*** Opening of TEXT FOR ANALYSIS ***

Although complete understanding of the underlying apoptosis-inducing mechanism of these novel analogs is required, the initial findings reported here are encouraging, especially the chemosensitizing effects of these analogs to conventional agents that are not very effective in the treatment of PC. Our findings on chemoresistant MiaPaCa-2 cells clearly suggest that these compounds may hold promise for combination therapy toward better treatment outcome of patients diagnosed with PC. Interestingly, our preliminary data suggest that TQ-2G is non-toxic in SCID mice at doses up to 50 mg/kg when administered through i.v. route and a dose up to 700 mg/kg when administered orally by gavage, which suggests that this analog could indeed be useful in combination therapy without added toxicity when combined with conventional therapeutics such as gemcitabine or oxaliplatin. Of added interest, the synthesized analogs described closely mirror Lipinski’s Rule of Five.
In conclusion, we presented preliminary evidence for novel synthesis of TQ analogs with biological activity that is better than the parental TQ without systemic toxicity; thus, we believe that these and other novel analogs of TQ, could serve as promising agents for better treatment outcome of patients diagnosed with pancreatic cancer.
The authors express their sincere appreciation to Ms.Christine Wojewoda for her editorial assistance. Grant support from the National Institutes of Health RO1CA109389 (RM Mohammad) and NIH R01CA083695, R01CA131151, and R01CA132794 awarded to FHS is gratefully acknowledged. The authors also acknowledge the financial contribution of Guido Foundation.

*** Close of TEXT FOR ANALYSIS ***
*** Opening of LISTED ENTRIES ***

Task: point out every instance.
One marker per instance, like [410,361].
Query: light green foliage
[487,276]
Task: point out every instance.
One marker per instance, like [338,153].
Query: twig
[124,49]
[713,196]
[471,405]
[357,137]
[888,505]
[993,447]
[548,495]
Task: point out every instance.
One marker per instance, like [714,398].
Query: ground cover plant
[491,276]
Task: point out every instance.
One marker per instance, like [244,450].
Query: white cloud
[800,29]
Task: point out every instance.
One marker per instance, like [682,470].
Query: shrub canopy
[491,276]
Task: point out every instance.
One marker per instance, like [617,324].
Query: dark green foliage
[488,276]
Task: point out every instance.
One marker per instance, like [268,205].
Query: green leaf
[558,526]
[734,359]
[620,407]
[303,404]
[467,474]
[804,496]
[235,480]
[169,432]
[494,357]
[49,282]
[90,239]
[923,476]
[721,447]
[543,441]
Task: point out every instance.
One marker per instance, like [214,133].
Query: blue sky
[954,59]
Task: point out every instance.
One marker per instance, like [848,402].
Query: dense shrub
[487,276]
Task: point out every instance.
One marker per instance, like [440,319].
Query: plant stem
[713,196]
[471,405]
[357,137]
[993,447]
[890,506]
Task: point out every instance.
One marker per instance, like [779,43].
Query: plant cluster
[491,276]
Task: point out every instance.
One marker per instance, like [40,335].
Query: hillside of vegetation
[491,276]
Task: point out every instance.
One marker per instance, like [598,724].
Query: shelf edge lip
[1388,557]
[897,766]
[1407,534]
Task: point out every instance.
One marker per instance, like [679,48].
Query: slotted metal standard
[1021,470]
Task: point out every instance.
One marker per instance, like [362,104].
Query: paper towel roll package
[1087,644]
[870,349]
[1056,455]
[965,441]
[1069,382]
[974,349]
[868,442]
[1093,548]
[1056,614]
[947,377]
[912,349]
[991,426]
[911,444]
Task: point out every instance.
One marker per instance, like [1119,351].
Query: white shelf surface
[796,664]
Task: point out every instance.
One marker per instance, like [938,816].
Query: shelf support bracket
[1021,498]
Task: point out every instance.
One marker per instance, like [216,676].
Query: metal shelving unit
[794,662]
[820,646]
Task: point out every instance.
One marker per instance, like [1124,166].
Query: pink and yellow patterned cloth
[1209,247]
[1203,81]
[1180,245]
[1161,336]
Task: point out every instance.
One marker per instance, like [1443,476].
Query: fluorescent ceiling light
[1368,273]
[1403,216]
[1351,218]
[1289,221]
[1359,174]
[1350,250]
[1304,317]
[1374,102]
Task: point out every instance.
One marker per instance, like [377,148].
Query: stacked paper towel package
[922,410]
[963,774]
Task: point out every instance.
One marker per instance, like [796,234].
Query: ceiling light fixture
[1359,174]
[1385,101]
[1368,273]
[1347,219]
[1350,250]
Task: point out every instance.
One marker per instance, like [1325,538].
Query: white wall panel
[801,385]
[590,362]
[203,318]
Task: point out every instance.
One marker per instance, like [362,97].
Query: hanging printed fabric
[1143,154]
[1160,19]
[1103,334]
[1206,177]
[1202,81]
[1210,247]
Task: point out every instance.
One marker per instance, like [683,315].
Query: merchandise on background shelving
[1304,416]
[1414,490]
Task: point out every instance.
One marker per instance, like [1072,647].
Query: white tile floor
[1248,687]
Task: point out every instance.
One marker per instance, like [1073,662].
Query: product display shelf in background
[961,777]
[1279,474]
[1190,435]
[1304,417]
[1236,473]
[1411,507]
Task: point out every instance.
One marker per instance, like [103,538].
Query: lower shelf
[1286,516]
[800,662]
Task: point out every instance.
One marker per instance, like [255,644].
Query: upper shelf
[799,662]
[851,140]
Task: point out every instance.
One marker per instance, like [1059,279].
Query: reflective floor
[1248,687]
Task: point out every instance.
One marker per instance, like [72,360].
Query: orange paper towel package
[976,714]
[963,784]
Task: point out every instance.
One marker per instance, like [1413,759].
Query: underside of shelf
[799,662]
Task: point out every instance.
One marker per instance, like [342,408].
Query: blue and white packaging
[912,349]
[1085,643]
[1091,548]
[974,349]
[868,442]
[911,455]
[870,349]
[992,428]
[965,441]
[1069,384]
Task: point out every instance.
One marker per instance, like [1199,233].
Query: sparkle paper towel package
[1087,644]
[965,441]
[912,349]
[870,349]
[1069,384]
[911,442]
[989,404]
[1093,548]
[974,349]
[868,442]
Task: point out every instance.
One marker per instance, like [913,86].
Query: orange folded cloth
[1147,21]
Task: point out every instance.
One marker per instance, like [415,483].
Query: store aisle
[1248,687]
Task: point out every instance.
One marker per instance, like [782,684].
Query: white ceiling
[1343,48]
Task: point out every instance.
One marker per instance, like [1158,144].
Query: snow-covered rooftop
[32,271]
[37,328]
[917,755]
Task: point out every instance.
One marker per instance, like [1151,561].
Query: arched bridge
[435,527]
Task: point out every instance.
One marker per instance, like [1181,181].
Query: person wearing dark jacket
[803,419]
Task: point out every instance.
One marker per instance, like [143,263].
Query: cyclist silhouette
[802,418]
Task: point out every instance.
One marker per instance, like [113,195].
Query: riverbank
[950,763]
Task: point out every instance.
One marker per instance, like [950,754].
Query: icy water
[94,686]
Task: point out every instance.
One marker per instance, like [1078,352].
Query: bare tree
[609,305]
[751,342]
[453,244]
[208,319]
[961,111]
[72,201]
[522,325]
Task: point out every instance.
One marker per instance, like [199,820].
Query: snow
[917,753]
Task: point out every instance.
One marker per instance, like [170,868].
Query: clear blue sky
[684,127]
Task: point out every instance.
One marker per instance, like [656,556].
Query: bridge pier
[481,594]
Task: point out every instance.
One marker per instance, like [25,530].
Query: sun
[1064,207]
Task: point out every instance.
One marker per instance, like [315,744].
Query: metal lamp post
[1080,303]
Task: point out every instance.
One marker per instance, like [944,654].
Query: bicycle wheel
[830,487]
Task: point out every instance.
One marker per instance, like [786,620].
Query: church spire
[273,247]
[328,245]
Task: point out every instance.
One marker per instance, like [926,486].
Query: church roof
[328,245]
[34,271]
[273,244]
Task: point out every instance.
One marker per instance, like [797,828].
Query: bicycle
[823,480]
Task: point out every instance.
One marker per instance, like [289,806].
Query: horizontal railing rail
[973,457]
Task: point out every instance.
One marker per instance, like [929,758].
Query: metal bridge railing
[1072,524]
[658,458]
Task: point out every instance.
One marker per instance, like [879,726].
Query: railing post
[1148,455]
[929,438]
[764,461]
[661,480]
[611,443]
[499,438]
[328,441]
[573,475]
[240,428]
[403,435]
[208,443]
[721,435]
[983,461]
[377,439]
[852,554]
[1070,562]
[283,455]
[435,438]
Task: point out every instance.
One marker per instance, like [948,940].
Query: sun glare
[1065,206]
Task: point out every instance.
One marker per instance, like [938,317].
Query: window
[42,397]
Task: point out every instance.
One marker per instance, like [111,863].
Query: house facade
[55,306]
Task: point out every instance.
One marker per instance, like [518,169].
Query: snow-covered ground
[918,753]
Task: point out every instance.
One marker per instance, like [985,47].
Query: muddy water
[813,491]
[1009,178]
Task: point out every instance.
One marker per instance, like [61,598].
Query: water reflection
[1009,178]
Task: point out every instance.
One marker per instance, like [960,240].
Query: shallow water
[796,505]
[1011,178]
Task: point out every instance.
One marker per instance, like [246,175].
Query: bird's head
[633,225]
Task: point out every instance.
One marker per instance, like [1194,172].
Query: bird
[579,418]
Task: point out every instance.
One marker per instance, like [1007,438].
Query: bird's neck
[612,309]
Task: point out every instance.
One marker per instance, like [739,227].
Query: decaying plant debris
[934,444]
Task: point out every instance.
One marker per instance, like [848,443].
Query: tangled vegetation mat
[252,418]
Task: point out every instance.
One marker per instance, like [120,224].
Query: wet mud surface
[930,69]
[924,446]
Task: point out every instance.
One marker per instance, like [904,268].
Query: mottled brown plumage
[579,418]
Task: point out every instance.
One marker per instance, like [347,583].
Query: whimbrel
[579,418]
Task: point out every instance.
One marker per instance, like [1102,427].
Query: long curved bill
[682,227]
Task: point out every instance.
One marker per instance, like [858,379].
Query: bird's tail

*** Close of LISTED ENTRIES ***

PROBLEMS TO SOLVE
A: Decide whether each statement below agrees with the text on TQ analogs, answering yes or no and quoting the deciding words of the text: (i) TQ-2G was non-toxic in SCID mice at intravenous doses up to 50 mg/kg; (ii) the findings concern chemosensitive MiaPaCa-2 cells; (iii) the synthesized analogs depart sharply from Lipinski's Rule of Five.
B: List every grant number given in the text on TQ analogs.

RESPONSE LIST
A:
(i) Yes: "our preliminary data suggest that TQ-2G is non-toxic in SCID mice at doses up to 50 mg/kg when administered through i.v. route"
(ii) No: "Our findings on chemoresistant MiaPaCa-2 cells"
(iii) No: "the synthesized analogs described closely mirror Lipinski’s Rule of Five"

B:
RO1CA109389
R01CA083695
R01CA131151
R01CA132794